● ACTIONS TO TAKE
1. Decide whether each statement below agrees with the passage on advanced glycation end-products. Answer yes or no for each, and quote the passage's deciding words.
(a) Every compound called an AGE involves glucose.
(b) AGEs have been recovered in brain tissue of people with Alzheimer's dementia.
(c) AGEs are credited with a useful physiologic function.
2. Proceed with the passage on advanced glycation end-products, writing on from its final sentence.

── DOCUMENT SECTION ──

Advanced Glycation End-products, AGEs, are a diverse collection of compounds that have been associated with endothelial dysfunction, cataracts, kidney disease, and atherosclerosis in both animal models and human studies. Not all involve glycation nor glucose, but the catch-all name has stuck.
There are a number of actively-held theories of aging, such as the idea that aging is the result of accumulated products of oxidative injury; a genetically pre-programmed script of declining hormones and other phenomena; genetic “mis-reading” that results in disordered gene expression, debris, and uncontrolled cell proliferation (e.g., cancer); among others.
One of the fascinating theories of aging is, cutely, the AGEing theory of aging, i.e., the accumulation of AGE debris in various tissues. Such AGEs have been recovered in lenses from the eyes, atherosclerotic plaque in arteries, kidney and liver tissue, even brain tissue of people with Alzheimer’s dementia. AGEs perform no known useful physiologic function: They are relatively inert once formed (especially polymeric AGEs), they do not participate in communication, they make no contribution of significance. They simply gum up the works–debris. (AGEs are to health as the USDA food pyramid is to dietary advice: material for the junkyard.)

───
── INFORMATION SHOWN ──

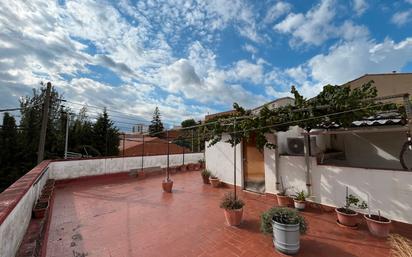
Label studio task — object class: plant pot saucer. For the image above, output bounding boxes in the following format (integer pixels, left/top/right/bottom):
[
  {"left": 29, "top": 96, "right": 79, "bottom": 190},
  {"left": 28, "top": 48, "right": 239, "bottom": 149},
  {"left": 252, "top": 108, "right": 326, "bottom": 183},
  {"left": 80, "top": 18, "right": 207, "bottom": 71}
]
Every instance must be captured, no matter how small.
[{"left": 336, "top": 220, "right": 359, "bottom": 230}]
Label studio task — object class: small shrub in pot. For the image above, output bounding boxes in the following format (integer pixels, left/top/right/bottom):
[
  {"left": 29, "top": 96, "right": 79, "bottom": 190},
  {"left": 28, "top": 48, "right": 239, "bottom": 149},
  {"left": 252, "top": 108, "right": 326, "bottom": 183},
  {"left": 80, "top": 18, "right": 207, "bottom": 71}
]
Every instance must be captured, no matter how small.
[
  {"left": 293, "top": 190, "right": 307, "bottom": 211},
  {"left": 335, "top": 187, "right": 368, "bottom": 228},
  {"left": 200, "top": 169, "right": 212, "bottom": 184},
  {"left": 364, "top": 211, "right": 392, "bottom": 237},
  {"left": 276, "top": 177, "right": 293, "bottom": 207},
  {"left": 260, "top": 207, "right": 307, "bottom": 254},
  {"left": 220, "top": 193, "right": 245, "bottom": 226}
]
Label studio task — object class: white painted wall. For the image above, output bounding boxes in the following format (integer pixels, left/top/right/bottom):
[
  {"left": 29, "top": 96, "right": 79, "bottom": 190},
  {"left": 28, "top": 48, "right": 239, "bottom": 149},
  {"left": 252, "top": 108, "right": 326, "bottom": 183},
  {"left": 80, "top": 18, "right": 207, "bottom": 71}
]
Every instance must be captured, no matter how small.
[
  {"left": 206, "top": 135, "right": 243, "bottom": 186},
  {"left": 265, "top": 154, "right": 412, "bottom": 223},
  {"left": 206, "top": 133, "right": 412, "bottom": 223},
  {"left": 0, "top": 166, "right": 48, "bottom": 257},
  {"left": 337, "top": 132, "right": 406, "bottom": 170},
  {"left": 49, "top": 153, "right": 203, "bottom": 180}
]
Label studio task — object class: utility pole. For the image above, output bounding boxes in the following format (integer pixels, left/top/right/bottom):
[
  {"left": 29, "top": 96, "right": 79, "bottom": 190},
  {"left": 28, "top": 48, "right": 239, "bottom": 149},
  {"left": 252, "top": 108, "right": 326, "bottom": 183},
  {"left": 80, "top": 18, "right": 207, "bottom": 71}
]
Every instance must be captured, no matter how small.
[
  {"left": 37, "top": 82, "right": 51, "bottom": 164},
  {"left": 64, "top": 112, "right": 70, "bottom": 159}
]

───

● RESPONSES
1.
(a) No: "Not all involve glycation nor glucose"
(b) Yes: "even brain tissue of people with Alzheimer’s dementia"
(c) No: "AGEs perform no known useful physiologic function"

2.
There are two general ways to develop AGEs:
1) Endogenous–High blood glucose (any blood sugar above 100 mg/dl) will permit glycation of the various proteins of the body. The higher the blood glucose, the more glycation will proceed. Glycation also occurs at low velocity at blood glucose levels below 100 mg/dl, though this would therefore represent the “normal,” expected rate of glycation. Endogenous glycation explains why people with diabetes appear to age and develop all the phenomena of aging faster than non-diabetics (kidney disease, eye diseases, atherosclerosis, dementia, etc.). Hemoglobin A1c, HbA1c, is a readily-obtainable blood test that can show how enthusiastically you have been glycating proteins (hemoglobin, in this case) over the last 2 to 3 months.
A low-carbohydrate diet is the nutritional path that limits endogenous glycation leading to AGE formation. Restricting the most obnoxious carbohydrates, the ones that increase blood sugar the most, such as wheat, cornstarch, rice starch, potato starch, tapioca starch, and sucrose, will limit endogenous AGE formation.
2) Exogenous–AGEs (here especially is where the “AGE” label is misleading, since many other reactions besides glycation lead to such compounds) are formed with cooking at high temperatures, especially meats and animal products. Therefore, a rare steak will have far less than a well-done steak. A thoroughly baked piece of salmon will have greater AGE content than sashimi.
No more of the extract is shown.